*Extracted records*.
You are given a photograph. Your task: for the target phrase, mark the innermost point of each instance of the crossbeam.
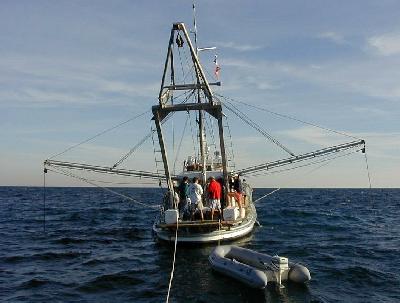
(105, 169)
(303, 157)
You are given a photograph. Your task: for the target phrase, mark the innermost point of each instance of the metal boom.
(104, 169)
(303, 157)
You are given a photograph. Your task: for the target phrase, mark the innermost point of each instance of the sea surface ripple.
(96, 247)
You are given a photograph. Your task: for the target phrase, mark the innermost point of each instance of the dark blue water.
(99, 248)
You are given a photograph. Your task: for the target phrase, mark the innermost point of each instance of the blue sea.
(94, 246)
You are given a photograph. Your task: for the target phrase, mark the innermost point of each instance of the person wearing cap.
(214, 194)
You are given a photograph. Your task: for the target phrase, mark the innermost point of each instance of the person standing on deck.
(184, 199)
(195, 193)
(214, 194)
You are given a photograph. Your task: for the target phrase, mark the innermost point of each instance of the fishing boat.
(192, 95)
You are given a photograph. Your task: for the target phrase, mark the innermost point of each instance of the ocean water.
(97, 247)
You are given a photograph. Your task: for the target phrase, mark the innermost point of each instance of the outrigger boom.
(303, 157)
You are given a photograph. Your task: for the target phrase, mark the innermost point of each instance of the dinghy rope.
(173, 263)
(270, 193)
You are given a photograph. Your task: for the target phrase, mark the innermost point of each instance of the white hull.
(234, 232)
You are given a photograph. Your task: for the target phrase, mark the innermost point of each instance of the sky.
(71, 69)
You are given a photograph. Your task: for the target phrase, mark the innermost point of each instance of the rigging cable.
(145, 138)
(173, 262)
(367, 166)
(323, 160)
(275, 190)
(99, 134)
(289, 117)
(69, 174)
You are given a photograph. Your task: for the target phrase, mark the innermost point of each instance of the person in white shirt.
(195, 195)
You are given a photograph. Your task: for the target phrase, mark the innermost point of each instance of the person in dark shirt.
(183, 197)
(214, 194)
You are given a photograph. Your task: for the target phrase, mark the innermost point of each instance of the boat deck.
(195, 224)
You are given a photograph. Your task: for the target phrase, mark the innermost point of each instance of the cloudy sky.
(71, 69)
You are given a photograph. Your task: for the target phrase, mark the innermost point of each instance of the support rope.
(173, 263)
(69, 174)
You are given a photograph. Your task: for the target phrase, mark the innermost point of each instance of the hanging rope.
(180, 142)
(275, 190)
(99, 134)
(193, 135)
(173, 263)
(367, 166)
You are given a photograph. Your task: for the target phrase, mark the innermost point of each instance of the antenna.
(194, 26)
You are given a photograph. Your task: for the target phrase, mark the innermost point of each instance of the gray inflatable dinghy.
(255, 269)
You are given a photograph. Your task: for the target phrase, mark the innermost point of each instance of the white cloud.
(387, 44)
(333, 37)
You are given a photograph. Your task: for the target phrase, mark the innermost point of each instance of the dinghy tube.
(255, 269)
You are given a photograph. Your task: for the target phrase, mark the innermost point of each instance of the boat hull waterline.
(184, 236)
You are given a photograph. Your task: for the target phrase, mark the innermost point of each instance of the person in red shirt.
(214, 195)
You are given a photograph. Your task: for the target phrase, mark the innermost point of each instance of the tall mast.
(201, 115)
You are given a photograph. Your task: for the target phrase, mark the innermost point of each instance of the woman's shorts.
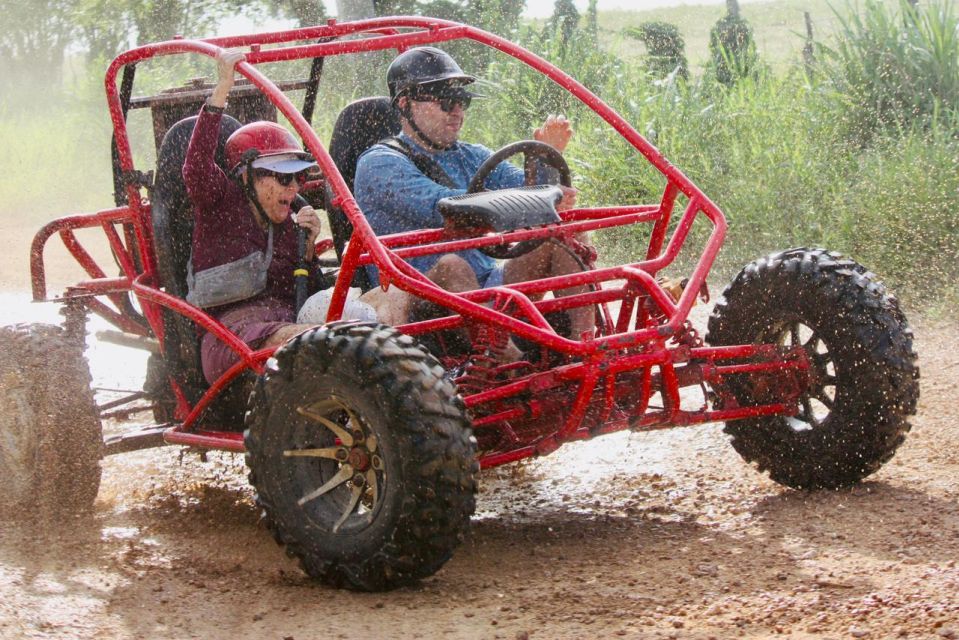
(252, 323)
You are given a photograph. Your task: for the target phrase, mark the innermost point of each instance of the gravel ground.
(645, 535)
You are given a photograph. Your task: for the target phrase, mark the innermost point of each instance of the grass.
(778, 26)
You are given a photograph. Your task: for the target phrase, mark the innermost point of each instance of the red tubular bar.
(37, 271)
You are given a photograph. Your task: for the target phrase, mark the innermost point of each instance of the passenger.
(428, 88)
(245, 247)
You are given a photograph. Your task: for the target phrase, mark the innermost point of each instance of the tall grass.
(890, 70)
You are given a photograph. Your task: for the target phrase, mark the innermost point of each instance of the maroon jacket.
(224, 227)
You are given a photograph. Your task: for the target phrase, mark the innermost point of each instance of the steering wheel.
(532, 149)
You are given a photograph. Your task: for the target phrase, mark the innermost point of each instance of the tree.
(731, 46)
(665, 49)
(34, 40)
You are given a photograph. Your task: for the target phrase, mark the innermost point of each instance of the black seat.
(172, 215)
(359, 126)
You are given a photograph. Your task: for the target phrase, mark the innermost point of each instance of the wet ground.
(655, 535)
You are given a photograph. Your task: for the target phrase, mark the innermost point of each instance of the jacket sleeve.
(205, 181)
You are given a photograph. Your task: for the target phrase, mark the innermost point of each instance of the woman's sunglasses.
(285, 179)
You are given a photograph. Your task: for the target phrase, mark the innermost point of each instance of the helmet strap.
(407, 113)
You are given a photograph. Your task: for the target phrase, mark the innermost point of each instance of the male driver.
(429, 90)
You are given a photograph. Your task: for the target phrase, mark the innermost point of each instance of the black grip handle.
(301, 277)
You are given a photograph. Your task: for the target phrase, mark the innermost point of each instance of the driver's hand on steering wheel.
(569, 198)
(556, 132)
(306, 217)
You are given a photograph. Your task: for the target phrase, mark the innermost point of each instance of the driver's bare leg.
(551, 259)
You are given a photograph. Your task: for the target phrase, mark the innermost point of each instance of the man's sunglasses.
(447, 102)
(285, 179)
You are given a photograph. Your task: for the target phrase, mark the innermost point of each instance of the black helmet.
(423, 65)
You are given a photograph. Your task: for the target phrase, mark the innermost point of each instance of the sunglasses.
(447, 103)
(285, 179)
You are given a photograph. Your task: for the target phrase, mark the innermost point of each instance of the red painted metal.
(598, 385)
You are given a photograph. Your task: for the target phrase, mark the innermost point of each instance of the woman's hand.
(226, 69)
(556, 132)
(310, 221)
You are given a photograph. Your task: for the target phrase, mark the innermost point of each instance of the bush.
(665, 49)
(891, 70)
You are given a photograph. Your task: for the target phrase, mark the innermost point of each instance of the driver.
(430, 91)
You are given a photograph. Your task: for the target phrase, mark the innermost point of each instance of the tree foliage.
(891, 70)
(665, 48)
(731, 47)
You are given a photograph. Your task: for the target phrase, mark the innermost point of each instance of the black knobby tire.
(864, 378)
(51, 441)
(378, 400)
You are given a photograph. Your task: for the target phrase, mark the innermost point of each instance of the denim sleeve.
(394, 195)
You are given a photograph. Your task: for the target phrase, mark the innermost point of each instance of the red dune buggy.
(363, 443)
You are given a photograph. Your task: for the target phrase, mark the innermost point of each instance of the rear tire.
(864, 381)
(50, 436)
(362, 456)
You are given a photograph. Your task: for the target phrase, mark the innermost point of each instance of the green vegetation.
(859, 152)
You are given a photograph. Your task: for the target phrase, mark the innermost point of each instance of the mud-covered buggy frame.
(644, 346)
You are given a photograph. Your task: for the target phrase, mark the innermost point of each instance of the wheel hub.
(359, 458)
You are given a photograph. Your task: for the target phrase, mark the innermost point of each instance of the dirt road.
(658, 535)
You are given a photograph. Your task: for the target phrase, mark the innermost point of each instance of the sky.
(534, 9)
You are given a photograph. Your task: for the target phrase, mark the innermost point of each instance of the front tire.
(51, 441)
(362, 456)
(864, 382)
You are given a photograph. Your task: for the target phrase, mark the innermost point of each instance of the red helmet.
(269, 145)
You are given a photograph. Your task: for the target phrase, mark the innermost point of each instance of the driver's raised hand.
(556, 132)
(307, 219)
(226, 69)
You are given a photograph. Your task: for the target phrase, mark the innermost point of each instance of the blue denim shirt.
(396, 197)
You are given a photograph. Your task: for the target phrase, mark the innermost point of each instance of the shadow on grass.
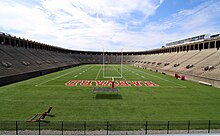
(108, 96)
(51, 116)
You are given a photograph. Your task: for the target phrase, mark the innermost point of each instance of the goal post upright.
(121, 67)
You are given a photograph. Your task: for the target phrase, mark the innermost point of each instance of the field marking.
(157, 77)
(59, 76)
(98, 73)
(120, 74)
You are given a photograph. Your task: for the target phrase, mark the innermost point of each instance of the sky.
(112, 25)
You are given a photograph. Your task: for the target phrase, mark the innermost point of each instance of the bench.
(39, 117)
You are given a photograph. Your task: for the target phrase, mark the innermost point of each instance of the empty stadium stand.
(21, 59)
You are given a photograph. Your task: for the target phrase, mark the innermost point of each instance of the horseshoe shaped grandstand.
(196, 57)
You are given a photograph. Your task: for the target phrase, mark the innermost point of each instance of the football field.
(143, 95)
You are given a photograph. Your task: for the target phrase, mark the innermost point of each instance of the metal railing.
(107, 127)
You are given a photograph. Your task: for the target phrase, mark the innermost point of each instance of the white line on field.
(157, 77)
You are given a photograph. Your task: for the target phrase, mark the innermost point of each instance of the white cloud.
(98, 24)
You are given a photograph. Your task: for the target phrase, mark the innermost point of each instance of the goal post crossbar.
(121, 68)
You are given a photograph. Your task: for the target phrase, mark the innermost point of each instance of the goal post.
(110, 69)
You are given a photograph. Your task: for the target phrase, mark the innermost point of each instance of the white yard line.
(156, 77)
(59, 76)
(120, 74)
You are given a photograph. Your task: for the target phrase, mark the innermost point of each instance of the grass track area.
(173, 100)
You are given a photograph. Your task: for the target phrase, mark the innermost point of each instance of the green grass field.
(173, 99)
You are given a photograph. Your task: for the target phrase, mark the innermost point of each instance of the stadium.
(46, 89)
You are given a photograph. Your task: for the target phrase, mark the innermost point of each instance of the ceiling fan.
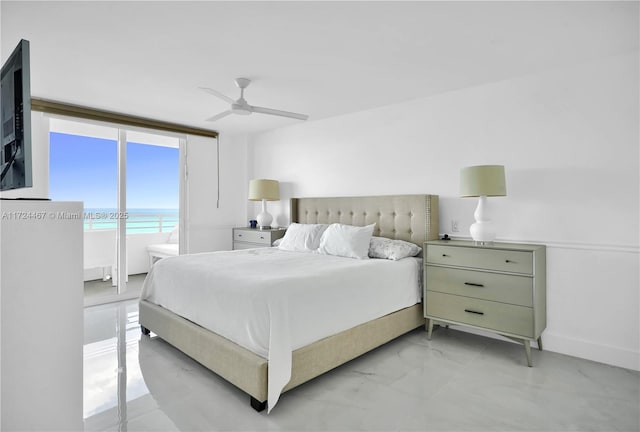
(241, 106)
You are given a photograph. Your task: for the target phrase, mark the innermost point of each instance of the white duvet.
(272, 302)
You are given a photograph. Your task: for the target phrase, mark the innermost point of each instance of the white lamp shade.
(482, 180)
(262, 189)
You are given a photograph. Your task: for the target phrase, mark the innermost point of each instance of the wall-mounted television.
(15, 109)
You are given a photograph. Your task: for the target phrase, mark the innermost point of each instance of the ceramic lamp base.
(482, 231)
(264, 218)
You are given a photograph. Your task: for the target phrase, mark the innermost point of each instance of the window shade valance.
(61, 108)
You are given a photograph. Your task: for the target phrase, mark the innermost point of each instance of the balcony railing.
(137, 223)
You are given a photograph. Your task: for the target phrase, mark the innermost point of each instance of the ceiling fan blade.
(262, 110)
(217, 94)
(219, 116)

*WORK TO COMPLETE*. Rewrite the lines from the one containing "of the stadium." through the end of the material, swapping "photograph" for "image" and leaving everything else identical. Omit the pictures from your answer.

*CORRECT RESULT*.
You are given a image. Your task: for the target phrase, mark the innermost point of each instance of the stadium.
(46, 89)
You are given a image. Your task: for the target phrase, mark the innermost point of each instance of the ceiling fan.
(241, 106)
You are given a image. Your task: for the target phrase, mark the innermost point of each instance of the white duvet.
(272, 302)
You are given a image. Your task: for the target phrase, mark the innermost point of each instance of the white lamp shade.
(482, 180)
(262, 189)
You are given a image. Your task: for the target phrase, mark the innermost point of each instance of the wall-mounted television.
(15, 109)
You are given a image. Your task: for the target phrase, mark the innermost point of each instance of the ceramic lamp base.
(482, 231)
(264, 218)
You are given a image. Your task: for the target phrase, mark the innermost point of each instance of the window shade valance.
(61, 108)
You are given a image. Your task: for the target phrase, mark the innermost point of each instance of the balcony railing.
(137, 223)
You are given a image. Your task: for the target phrase, mark the innermost point of each instance of the ceiling fan blade.
(262, 110)
(217, 94)
(219, 116)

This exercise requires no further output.